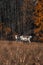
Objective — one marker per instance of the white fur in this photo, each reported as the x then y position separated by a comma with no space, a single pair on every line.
26,38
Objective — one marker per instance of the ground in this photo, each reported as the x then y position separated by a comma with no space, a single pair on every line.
20,53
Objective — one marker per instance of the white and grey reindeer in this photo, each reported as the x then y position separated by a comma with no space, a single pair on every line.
26,38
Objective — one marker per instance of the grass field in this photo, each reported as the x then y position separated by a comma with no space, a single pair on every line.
20,53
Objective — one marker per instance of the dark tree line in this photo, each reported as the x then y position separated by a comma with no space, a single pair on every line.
17,17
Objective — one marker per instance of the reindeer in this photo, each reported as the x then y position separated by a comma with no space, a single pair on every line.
25,38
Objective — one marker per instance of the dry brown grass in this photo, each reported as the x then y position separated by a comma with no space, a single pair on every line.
18,53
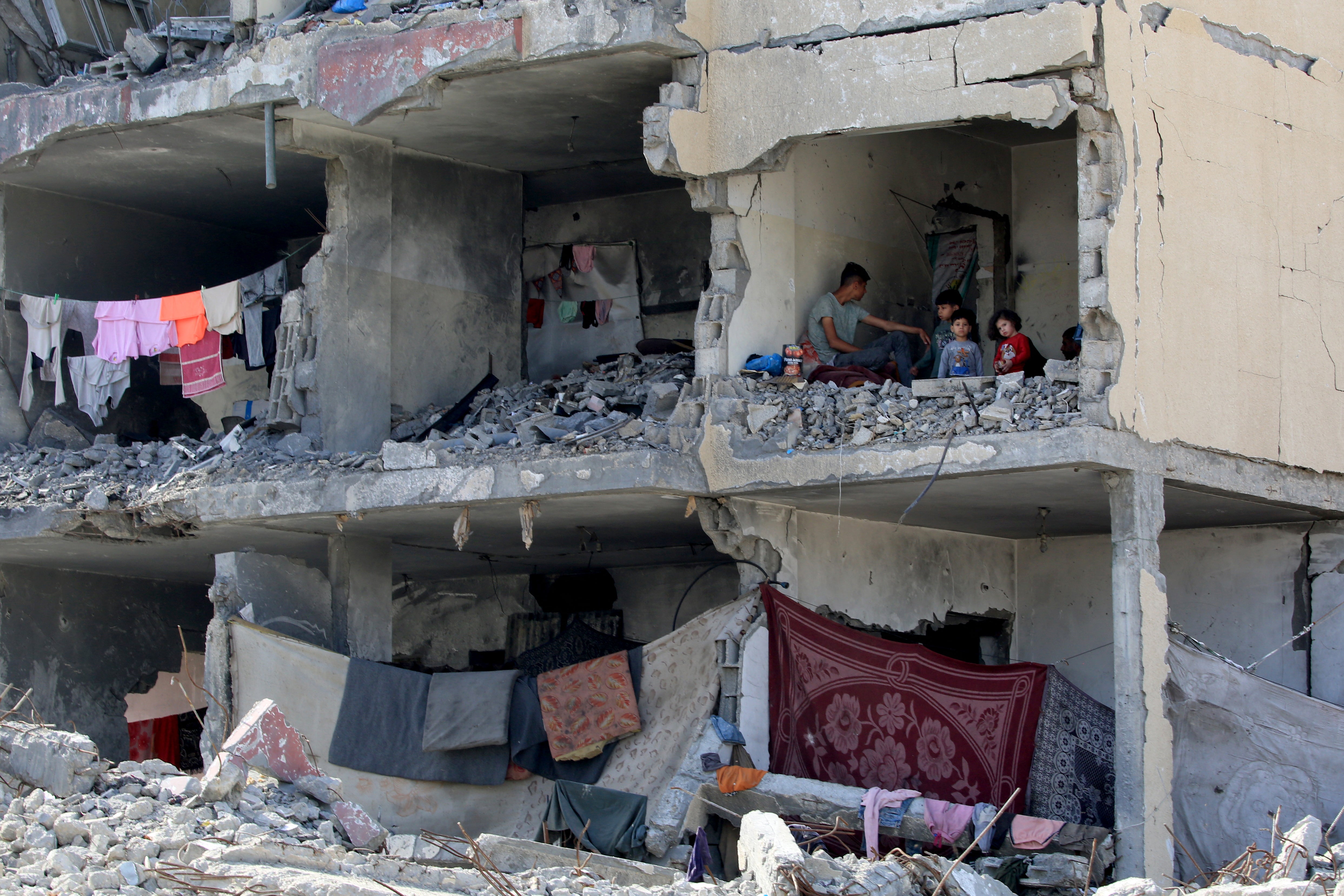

STATED EXERCISE: Rewrite all of the data above, changing each "marker" to "point" and keeping everything else the same. Leave the pictures out.

CORRECT ANSWER:
Objective — one point per instance of the white fur in this photo, each reported as the x then y position separated by a comma with no space, a single pair on every line.
26,38
Objective — one point per instance of the ground in this photo, each reported as the x then y position separated by a comma with no space, a single pair on every line.
20,53
Objective — one point per instance of the white and grey reindeer in this photo, each reported as the x then y position separated by a comma with no space, a single pair on every line.
26,38
Objective — one point per instance of the grass field in this photo, each reported as the x then y position separated by a comma with no space, a single pair on every line.
20,53
Objective — one point per instance of the dark tree line in this photo, each reported as the x then y position separated by a comma with no space, a single pair on every line.
17,17
Objective — one point per instance of the reindeer in this photo, each reported as the x then y position separated by a comma with no space, a single pair on every line.
25,38
Objective — one point per instance of the dry brown grass in this photo, each reported as the x then y position separated by a comma with no space, a single pair on every line.
18,53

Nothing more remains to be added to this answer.